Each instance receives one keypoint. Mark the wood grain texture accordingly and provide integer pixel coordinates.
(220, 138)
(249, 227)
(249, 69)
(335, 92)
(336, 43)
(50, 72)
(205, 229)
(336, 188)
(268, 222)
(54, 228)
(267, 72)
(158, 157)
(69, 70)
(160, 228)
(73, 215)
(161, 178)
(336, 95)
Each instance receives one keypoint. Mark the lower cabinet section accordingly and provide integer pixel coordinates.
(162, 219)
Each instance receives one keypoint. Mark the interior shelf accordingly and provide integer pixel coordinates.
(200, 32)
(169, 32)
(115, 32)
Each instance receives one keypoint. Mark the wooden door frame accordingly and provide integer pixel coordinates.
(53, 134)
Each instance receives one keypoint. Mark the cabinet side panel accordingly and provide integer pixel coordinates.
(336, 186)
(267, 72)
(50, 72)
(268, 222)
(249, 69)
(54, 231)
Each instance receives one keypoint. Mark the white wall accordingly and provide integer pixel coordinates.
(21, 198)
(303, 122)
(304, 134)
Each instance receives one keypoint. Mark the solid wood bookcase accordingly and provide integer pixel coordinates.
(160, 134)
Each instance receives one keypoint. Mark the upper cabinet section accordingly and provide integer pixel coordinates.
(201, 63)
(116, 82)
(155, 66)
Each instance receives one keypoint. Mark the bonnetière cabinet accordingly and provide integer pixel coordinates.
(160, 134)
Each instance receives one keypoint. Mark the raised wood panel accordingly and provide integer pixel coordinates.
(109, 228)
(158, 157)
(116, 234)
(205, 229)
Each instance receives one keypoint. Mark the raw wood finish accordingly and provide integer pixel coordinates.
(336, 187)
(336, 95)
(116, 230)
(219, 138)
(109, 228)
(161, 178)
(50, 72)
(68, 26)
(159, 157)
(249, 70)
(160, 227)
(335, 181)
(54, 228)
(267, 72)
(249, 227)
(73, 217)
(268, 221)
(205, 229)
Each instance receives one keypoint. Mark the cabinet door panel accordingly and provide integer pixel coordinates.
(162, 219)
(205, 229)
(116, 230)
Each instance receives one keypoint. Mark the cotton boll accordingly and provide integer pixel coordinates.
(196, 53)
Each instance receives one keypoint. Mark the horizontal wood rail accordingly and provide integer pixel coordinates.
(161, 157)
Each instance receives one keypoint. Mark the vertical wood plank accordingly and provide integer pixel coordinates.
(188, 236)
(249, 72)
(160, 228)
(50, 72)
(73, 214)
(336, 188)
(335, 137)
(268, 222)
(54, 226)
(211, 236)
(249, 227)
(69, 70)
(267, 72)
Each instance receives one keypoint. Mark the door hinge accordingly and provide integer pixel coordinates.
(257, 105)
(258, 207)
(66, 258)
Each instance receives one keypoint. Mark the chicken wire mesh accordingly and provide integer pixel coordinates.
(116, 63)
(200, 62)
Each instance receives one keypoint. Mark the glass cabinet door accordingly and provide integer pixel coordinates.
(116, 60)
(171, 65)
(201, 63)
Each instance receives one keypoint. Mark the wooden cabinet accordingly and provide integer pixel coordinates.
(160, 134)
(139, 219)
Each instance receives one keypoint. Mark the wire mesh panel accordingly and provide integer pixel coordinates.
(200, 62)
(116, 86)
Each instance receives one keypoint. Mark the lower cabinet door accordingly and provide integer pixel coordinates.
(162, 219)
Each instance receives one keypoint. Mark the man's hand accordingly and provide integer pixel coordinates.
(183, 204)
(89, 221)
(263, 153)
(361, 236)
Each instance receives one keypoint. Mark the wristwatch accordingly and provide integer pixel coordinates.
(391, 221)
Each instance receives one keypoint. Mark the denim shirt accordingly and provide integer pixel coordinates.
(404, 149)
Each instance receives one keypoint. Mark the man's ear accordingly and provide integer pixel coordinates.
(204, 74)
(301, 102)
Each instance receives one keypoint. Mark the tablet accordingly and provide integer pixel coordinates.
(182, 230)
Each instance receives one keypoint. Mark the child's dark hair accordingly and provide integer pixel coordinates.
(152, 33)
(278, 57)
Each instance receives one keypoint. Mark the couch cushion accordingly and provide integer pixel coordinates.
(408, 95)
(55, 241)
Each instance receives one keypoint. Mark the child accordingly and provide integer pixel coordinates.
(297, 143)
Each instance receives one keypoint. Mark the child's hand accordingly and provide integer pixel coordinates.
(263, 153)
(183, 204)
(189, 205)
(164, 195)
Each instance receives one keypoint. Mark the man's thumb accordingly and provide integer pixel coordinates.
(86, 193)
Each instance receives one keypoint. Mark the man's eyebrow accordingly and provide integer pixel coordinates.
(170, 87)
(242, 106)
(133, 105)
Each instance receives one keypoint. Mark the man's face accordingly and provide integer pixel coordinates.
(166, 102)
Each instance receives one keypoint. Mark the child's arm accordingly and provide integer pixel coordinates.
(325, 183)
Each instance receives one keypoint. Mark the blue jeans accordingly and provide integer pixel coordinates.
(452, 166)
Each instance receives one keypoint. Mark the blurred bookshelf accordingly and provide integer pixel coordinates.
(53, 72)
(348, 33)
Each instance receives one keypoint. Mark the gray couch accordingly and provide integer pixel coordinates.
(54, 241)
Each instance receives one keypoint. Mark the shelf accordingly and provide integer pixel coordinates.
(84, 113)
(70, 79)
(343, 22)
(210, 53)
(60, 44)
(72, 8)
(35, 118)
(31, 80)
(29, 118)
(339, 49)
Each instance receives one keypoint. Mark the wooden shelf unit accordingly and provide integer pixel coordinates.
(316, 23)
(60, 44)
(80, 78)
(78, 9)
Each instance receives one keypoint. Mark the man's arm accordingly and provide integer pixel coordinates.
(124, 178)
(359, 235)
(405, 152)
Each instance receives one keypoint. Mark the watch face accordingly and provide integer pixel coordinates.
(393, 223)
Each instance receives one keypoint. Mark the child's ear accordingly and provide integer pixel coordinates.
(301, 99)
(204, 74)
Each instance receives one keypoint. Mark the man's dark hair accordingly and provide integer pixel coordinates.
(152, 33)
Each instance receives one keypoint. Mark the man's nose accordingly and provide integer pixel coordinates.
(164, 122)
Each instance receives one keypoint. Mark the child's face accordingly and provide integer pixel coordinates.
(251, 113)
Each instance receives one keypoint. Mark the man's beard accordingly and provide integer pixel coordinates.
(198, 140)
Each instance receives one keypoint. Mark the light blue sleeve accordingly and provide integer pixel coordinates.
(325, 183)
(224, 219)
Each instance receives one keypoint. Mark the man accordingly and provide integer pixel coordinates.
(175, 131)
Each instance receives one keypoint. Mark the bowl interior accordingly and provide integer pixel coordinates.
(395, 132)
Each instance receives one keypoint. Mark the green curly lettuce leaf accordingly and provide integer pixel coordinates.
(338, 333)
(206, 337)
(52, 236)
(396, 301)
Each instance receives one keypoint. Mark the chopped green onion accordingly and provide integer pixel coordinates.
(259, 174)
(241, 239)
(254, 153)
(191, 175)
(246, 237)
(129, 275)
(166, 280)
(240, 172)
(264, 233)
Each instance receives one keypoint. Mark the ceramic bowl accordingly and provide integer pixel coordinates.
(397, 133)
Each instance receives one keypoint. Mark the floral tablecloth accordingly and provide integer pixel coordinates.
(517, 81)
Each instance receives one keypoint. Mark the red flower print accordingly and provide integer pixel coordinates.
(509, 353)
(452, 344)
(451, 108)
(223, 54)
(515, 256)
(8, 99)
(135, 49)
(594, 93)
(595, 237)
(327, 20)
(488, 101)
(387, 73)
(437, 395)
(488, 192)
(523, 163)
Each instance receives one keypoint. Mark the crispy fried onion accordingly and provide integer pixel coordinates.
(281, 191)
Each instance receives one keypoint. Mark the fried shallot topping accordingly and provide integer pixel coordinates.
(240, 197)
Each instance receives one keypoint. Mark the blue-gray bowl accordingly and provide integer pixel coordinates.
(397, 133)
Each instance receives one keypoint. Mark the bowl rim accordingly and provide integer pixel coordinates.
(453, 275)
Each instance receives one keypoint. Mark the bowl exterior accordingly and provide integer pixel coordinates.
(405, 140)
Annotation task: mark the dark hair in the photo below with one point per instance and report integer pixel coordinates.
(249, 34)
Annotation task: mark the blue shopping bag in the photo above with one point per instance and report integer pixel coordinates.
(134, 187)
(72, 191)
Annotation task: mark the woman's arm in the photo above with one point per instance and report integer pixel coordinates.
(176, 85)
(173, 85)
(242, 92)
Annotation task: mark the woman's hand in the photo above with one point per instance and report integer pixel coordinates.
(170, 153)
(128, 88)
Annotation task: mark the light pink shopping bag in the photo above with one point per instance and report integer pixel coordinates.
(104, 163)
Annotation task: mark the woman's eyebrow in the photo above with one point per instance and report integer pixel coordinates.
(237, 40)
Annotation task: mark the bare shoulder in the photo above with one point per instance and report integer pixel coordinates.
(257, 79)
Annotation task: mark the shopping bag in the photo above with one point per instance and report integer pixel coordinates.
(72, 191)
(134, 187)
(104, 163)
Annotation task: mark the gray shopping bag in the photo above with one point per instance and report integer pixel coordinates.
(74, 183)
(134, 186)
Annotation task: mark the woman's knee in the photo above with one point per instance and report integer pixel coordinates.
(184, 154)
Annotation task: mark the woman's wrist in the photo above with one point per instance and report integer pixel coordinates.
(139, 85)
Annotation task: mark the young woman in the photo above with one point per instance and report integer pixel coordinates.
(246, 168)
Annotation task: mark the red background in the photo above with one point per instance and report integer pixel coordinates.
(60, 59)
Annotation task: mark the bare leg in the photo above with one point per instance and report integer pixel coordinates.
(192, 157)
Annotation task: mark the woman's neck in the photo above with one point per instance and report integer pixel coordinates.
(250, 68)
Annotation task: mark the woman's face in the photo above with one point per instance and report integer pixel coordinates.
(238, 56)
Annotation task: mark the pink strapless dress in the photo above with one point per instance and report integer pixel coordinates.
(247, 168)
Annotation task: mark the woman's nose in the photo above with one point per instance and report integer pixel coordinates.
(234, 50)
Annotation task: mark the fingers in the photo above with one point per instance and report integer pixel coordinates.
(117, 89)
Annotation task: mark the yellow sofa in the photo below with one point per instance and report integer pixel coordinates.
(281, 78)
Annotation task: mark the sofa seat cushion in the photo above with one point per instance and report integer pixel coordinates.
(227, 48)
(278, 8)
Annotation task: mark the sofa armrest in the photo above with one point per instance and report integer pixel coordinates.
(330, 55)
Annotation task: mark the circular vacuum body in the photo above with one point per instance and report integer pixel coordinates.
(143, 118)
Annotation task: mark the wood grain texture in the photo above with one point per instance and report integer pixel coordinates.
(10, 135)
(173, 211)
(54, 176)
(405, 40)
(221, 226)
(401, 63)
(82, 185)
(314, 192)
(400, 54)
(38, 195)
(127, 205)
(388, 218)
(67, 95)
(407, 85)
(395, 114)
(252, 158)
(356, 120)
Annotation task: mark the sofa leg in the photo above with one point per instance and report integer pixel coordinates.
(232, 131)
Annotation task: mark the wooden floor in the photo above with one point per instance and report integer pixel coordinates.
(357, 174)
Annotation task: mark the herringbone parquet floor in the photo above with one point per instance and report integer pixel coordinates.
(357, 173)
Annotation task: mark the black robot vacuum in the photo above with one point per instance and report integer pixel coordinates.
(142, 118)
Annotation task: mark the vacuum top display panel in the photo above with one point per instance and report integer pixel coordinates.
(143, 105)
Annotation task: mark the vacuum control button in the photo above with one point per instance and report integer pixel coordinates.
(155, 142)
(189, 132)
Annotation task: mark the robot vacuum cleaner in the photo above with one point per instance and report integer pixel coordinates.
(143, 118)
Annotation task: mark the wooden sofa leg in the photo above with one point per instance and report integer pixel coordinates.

_____

**EXERCISE**
Every line from the one containing "Annotation task: mark the robot" through the end of the data must be repeated exactly, and no other line.

**WRITTEN SOLUTION**
Annotation task: mark the robot vacuum cleaner in the photo above with one point per instance and report integer pixel coordinates.
(143, 118)
Annotation task: mark the wooden sofa leg in the photo above with one point per instance and report integer pixel coordinates.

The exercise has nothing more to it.